> [Document segment]

************

Monitoring heart rate would give Nintendo's sleep monitor a clear advantage over competitors. We've seen reports that aspects of Nintendo NX could be utilising Pixart Imaging's heart rate sensor recently, so this would definitely seem to be on the cards still. While an accelerometer which is used in Hello Sense's Sleep Pill can in theory tell when a person is awake versus asleep, technology like this can be prone to mistakes. By monitoring a heart rate the user would get a much more accurate understanding of the quality of their sleep. If this can be done remotely rather than having to wear a chest strap or wrist optical heart rate monitor, this would be all the better.

Would a projector improve the experience at all? The jury is still out on this, as it would only be visible when the room is dark it's questionable what use this would be; like a lot of patent concepts, this could be well off the mark in terms of a final product. You'd probably tap the device to get a projection of the environment in your room rather than firing up an app to see this. If you wave your hand over the Hello Sense, it will glow green if the room conditions are good, amber if something minor isn't ideal, or red if something is really wrong. But ultimately you have to fire up the app to get the actual details of what needs to be improved for a good night's sleep.

One of the other diagrams in Nintendo's patent shows a Wii Balance Board by the bed. Of course there is more to quality sleep than just environmental factors; being overweight can affect sleep. Some patent diagrams have also shown a smart device / tablet in a docking station; if reports on the NX having this sort of form factor are accurate as seems likely, there's possible cross-over.

Could Nintendo go beyond this and also use an app similar to Miitomo to question the user on their habits? How much have you exercised this week? How much caffeine have you consumed? Have you considered changes to your diet? If Nintendo can find a way to present this information to users in a way that is accessible and relaxing it could be really useful.

Of course the most obvious thing Nintendo could improve on with its Sleep Monitor is factoring gamification into the experience. As a video game company, Nintendo has the expertise to produce apps and interactions that can be entertaining, relaxing, or a mix of various qualities. This would tap into the basic desires and needs of the user's impulses, which revolve around the idea of status and achievement. Hello Sense's nightly sleep score out of 100 gives a target to be improved upon, but Nintendo might possibly be able to take this to the next level.

The area of QOL could be a notable opportunity for Nintendo if it can create compelling devices that people crave. Hello Sense's Kickstarter had 20,000 backers who collectively pledged over $2,400,000 to bring the device to life, so there is definitely a huge demand for systems like this. The question is whether Nintendo can successfully tap into the market.

************

(Stored entries)
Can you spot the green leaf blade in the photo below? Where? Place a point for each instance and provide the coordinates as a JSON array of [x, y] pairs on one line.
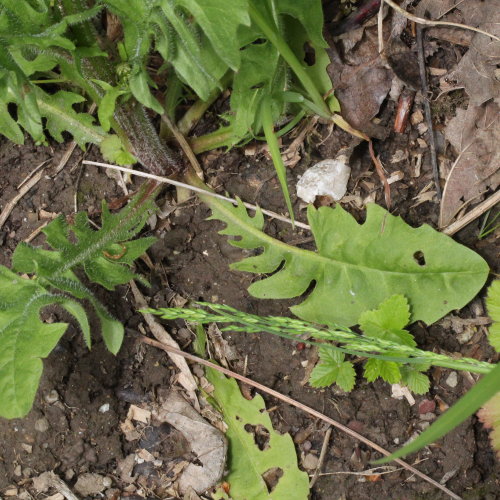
[[485, 389], [359, 266], [247, 462]]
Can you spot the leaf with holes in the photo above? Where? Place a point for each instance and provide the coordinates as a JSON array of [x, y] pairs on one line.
[[262, 463], [356, 267]]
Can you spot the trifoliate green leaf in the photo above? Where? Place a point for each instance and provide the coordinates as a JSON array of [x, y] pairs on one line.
[[333, 369], [388, 321]]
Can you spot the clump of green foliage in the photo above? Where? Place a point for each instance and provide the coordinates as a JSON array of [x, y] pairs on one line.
[[356, 266], [41, 278]]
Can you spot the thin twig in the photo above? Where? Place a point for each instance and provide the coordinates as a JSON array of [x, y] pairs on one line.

************

> [Written problem] According to the passage on Nintendo's sleep monitor, why would heart-rate monitoring give the device an advantage over a product that relies on an accelerometer? Answer in one to three sentences.

> [In response] An accelerometer, like the one in Hello Sense's Sleep Pill, can in theory tell whether a person is awake or asleep but can be prone to mistakes. Monitoring heart rate would give the user a much more accurate understanding of the quality of their sleep.